- Dataset entries:
::::

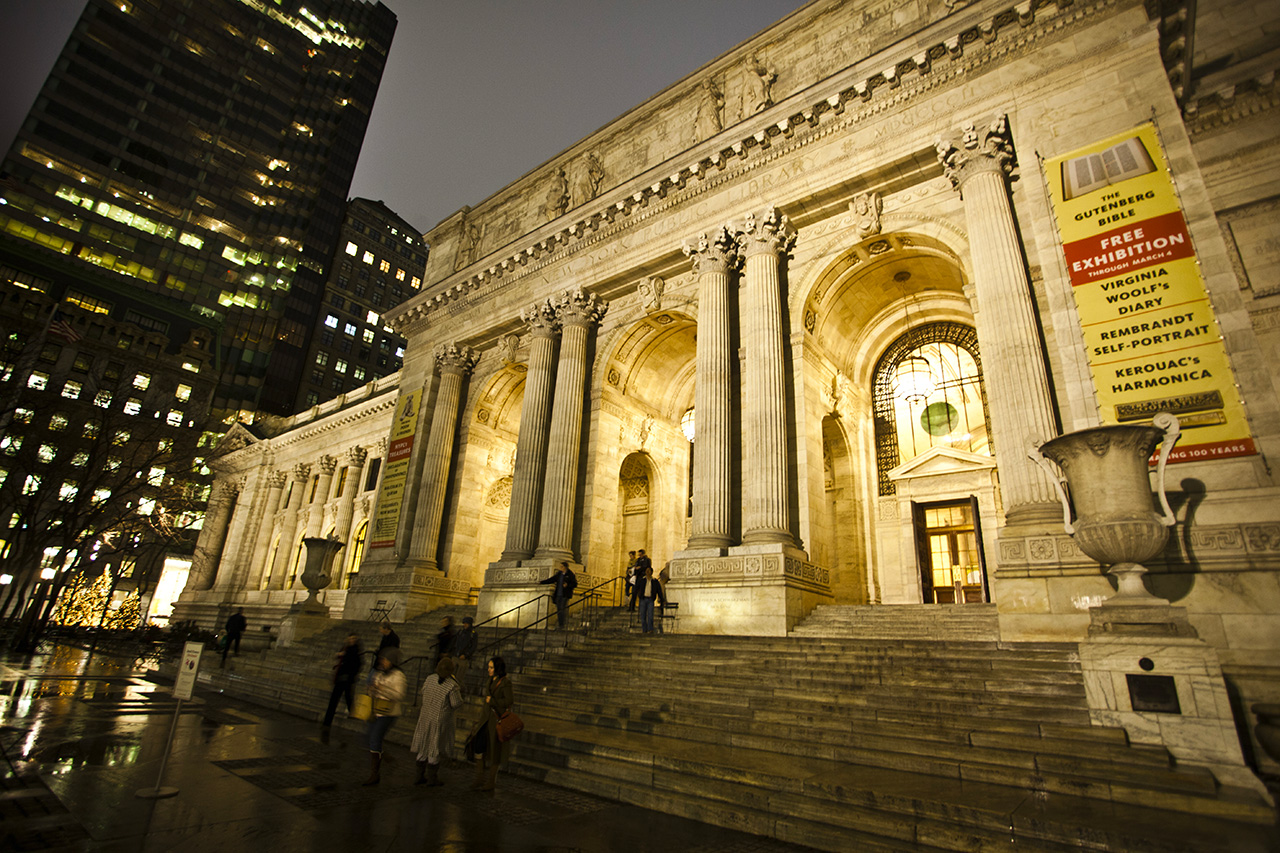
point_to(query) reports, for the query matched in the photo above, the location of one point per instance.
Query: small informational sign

::::

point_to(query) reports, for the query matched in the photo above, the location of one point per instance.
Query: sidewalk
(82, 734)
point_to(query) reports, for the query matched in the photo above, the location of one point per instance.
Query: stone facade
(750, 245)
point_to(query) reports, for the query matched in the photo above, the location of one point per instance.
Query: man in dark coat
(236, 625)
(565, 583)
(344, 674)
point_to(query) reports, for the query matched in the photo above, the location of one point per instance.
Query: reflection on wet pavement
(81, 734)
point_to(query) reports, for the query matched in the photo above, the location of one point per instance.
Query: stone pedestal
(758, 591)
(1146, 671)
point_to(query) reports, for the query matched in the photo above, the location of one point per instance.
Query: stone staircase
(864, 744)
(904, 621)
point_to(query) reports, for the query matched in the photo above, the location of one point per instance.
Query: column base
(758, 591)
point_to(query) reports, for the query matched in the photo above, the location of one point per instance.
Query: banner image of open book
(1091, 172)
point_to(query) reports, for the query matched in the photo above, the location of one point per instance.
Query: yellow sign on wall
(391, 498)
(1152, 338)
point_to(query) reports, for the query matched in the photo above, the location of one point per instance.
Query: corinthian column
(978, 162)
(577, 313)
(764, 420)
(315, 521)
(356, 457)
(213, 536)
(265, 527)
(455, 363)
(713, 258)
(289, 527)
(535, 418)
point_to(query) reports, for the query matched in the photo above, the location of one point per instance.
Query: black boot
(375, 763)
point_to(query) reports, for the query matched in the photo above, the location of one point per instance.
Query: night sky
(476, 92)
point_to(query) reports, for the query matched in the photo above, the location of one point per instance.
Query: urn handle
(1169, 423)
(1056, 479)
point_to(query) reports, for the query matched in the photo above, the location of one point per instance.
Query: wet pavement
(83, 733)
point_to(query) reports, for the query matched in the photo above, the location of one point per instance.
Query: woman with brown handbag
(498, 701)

::::

- The exercise:
Extract every line of the listing that contains the string "sign", treating uppercase and lowercase as different.

- Exercise solution:
Query: small informational sign
Query: yellow sign on wall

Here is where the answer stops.